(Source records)

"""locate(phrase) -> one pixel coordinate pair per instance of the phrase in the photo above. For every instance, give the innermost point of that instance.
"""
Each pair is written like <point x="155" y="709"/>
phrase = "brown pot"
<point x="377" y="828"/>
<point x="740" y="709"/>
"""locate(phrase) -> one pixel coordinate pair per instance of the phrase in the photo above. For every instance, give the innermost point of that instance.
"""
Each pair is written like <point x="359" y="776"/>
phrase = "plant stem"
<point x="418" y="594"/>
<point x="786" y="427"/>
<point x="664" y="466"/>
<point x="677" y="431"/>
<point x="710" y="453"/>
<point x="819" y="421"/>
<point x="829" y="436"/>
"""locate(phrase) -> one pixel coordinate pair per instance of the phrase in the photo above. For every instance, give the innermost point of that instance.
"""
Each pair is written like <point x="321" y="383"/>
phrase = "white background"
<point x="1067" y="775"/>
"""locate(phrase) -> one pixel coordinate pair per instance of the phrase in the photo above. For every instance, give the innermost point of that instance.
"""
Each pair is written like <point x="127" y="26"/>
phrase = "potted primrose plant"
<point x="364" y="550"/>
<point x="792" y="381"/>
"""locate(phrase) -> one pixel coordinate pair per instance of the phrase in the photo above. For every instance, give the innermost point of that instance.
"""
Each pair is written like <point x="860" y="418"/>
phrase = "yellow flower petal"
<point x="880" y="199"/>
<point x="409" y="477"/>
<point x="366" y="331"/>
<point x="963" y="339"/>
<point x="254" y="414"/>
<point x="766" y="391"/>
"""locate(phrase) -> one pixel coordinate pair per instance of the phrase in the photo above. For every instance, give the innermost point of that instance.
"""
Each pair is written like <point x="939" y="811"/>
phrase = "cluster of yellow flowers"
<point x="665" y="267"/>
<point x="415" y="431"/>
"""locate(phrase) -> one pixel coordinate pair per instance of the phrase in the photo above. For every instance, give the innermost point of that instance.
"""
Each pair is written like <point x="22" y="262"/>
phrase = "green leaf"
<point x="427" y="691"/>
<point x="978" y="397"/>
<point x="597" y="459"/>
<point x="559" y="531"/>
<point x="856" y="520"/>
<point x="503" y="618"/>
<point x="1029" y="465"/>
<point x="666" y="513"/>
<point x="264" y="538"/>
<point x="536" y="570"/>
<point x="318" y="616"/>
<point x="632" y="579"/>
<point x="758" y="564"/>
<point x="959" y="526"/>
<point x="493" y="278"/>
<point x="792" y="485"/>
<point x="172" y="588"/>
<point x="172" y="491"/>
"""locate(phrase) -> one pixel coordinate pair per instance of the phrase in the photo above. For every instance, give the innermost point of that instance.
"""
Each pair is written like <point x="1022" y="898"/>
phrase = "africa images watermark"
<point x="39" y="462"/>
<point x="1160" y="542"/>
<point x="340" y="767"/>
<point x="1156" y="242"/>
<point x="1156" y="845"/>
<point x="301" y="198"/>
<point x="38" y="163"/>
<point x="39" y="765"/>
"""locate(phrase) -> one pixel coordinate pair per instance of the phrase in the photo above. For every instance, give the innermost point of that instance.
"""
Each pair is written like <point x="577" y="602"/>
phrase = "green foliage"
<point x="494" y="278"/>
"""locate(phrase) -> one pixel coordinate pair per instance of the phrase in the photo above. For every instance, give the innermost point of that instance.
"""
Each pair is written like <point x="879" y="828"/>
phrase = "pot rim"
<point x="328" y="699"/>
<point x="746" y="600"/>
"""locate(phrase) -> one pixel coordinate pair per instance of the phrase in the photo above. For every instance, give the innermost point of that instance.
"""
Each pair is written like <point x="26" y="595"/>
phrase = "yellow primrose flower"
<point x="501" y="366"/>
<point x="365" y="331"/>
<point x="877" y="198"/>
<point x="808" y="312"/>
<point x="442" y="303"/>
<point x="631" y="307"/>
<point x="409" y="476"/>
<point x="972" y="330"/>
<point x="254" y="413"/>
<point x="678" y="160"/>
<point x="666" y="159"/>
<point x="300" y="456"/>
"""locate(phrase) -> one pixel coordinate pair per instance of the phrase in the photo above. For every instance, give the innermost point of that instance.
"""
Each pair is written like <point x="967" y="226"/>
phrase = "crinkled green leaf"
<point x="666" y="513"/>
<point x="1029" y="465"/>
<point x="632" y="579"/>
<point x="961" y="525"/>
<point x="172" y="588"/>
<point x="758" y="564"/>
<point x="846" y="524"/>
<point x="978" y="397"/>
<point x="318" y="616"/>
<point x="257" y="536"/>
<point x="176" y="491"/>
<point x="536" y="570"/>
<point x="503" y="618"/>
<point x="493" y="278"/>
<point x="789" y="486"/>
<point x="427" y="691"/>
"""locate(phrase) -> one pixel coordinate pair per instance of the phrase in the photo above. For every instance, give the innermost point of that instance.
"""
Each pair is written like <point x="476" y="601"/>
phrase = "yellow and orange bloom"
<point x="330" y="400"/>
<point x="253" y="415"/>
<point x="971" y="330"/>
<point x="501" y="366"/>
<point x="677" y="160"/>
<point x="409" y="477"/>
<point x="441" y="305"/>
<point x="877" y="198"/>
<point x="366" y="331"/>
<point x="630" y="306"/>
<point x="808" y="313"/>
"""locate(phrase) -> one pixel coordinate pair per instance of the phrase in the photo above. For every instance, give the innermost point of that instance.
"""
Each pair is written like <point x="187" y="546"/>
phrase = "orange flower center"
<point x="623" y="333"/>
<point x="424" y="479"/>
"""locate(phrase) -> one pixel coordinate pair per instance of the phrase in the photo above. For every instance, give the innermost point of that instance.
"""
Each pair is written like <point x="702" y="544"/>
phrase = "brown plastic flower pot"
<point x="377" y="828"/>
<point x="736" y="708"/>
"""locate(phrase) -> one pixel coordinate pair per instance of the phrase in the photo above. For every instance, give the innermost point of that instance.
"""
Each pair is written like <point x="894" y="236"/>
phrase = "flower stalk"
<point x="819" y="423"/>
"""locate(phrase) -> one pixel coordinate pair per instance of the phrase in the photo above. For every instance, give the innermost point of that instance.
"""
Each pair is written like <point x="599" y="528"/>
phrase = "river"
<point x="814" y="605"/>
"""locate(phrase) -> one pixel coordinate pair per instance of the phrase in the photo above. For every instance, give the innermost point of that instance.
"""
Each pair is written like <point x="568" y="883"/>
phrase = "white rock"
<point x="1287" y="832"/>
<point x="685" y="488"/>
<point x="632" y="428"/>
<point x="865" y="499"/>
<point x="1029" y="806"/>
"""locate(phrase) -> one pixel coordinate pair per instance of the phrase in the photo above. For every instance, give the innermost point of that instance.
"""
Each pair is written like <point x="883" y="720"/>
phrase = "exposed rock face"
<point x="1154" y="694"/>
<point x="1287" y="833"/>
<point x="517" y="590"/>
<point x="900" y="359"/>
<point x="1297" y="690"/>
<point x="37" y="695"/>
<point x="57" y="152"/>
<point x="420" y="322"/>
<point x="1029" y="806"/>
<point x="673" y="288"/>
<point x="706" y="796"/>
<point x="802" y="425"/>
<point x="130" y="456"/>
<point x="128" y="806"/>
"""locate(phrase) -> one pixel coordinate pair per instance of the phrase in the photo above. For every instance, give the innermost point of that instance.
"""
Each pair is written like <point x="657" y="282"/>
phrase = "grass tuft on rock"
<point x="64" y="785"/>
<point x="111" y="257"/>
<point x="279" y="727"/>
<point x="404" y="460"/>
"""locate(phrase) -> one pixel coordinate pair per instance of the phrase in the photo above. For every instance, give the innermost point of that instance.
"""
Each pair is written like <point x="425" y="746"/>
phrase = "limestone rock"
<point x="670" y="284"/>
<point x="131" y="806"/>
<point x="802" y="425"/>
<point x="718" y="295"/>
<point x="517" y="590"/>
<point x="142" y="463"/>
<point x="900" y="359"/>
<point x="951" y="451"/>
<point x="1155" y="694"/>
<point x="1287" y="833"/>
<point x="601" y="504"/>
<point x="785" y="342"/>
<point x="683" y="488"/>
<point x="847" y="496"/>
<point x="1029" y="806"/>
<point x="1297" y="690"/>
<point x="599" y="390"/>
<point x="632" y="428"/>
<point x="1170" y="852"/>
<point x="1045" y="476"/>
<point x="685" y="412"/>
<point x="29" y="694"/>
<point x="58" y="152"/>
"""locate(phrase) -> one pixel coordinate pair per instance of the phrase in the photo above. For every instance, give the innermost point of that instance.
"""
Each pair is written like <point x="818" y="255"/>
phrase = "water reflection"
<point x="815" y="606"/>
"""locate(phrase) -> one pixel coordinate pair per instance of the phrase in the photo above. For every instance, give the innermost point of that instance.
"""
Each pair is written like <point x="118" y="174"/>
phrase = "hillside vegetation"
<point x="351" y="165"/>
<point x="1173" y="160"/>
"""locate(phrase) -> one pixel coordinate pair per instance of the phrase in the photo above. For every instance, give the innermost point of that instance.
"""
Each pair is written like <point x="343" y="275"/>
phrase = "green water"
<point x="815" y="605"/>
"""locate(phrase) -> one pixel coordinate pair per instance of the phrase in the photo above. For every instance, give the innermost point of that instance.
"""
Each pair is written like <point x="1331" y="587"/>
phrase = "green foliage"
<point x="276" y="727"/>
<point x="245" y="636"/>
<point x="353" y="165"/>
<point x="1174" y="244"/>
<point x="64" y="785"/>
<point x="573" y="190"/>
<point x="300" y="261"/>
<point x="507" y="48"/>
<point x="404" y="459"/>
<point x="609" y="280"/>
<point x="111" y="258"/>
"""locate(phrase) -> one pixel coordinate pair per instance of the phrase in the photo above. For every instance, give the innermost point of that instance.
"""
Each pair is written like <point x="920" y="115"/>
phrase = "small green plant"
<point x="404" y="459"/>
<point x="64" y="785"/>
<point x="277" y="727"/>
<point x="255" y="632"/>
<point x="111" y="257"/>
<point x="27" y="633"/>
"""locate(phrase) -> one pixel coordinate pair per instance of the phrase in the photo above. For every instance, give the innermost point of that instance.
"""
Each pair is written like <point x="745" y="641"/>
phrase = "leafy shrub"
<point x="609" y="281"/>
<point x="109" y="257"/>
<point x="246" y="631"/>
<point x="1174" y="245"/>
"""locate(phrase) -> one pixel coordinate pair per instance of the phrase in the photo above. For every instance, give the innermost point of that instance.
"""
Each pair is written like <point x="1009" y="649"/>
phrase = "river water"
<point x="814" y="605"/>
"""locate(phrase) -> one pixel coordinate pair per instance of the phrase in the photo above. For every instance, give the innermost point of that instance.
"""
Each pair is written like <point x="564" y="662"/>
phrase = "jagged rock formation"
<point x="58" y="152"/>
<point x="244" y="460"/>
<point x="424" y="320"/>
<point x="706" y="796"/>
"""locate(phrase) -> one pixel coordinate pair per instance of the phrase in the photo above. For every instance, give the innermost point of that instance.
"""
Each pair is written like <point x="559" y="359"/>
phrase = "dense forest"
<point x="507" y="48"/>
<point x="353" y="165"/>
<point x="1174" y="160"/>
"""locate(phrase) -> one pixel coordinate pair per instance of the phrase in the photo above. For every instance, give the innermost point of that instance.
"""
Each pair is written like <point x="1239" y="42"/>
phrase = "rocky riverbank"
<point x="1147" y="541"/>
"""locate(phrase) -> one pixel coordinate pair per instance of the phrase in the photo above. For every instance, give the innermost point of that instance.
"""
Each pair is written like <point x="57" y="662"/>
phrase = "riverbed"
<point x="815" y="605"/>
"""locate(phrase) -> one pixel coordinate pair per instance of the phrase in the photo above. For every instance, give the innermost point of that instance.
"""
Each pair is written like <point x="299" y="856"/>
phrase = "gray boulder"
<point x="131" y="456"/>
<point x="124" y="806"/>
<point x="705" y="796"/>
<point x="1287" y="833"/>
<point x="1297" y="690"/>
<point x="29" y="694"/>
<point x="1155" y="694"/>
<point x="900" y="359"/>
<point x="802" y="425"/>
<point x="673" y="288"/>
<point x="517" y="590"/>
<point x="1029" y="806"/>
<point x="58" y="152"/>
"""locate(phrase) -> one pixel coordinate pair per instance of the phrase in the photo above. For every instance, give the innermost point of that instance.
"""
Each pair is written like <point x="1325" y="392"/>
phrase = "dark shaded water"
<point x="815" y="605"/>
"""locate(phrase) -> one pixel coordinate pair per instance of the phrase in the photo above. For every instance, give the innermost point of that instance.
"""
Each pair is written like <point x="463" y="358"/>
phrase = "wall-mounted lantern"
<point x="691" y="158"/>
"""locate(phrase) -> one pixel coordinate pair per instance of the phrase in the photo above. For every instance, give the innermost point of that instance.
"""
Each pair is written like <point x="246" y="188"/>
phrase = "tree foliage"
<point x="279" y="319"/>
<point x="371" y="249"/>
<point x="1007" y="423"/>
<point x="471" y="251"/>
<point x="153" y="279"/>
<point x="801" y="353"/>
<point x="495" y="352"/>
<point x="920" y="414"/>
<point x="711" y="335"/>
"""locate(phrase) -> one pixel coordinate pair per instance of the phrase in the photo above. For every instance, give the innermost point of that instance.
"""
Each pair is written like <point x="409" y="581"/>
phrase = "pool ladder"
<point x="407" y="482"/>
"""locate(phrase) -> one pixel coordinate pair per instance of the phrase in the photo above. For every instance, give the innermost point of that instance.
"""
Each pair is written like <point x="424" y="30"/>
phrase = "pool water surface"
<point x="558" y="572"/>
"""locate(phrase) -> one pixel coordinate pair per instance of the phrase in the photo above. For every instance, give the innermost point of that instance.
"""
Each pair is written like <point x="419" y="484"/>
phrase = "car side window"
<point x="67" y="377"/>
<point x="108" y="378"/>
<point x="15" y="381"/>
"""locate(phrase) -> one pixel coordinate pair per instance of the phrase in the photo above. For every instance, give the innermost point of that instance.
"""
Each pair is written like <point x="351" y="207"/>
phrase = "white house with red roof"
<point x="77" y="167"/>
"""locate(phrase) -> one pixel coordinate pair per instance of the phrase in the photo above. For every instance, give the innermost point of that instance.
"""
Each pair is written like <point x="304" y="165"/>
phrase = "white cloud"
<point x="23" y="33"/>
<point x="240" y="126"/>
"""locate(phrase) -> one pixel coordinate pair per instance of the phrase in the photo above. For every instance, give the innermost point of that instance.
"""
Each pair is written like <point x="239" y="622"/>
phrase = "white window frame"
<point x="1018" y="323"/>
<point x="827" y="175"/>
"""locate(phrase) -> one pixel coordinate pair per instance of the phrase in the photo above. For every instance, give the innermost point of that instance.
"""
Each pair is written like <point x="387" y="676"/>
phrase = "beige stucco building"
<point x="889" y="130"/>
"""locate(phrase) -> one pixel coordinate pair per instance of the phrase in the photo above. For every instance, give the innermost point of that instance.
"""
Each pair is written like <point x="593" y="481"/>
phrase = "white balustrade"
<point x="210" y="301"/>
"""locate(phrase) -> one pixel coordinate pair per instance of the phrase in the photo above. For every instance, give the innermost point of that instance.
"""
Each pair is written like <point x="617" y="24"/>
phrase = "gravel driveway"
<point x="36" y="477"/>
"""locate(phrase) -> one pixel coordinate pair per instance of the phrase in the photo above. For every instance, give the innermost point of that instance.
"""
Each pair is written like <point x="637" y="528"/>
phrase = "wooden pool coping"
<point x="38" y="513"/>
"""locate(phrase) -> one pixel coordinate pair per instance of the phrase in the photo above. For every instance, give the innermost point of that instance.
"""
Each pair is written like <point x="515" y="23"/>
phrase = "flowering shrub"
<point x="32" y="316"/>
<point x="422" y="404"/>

■ **Job**
Locate each line in the records above that contains the word "primrose", matching case exactly, and copy those lines.

■ **Response**
phrase = "potted primrose plant"
phrase = "yellow primrose flower"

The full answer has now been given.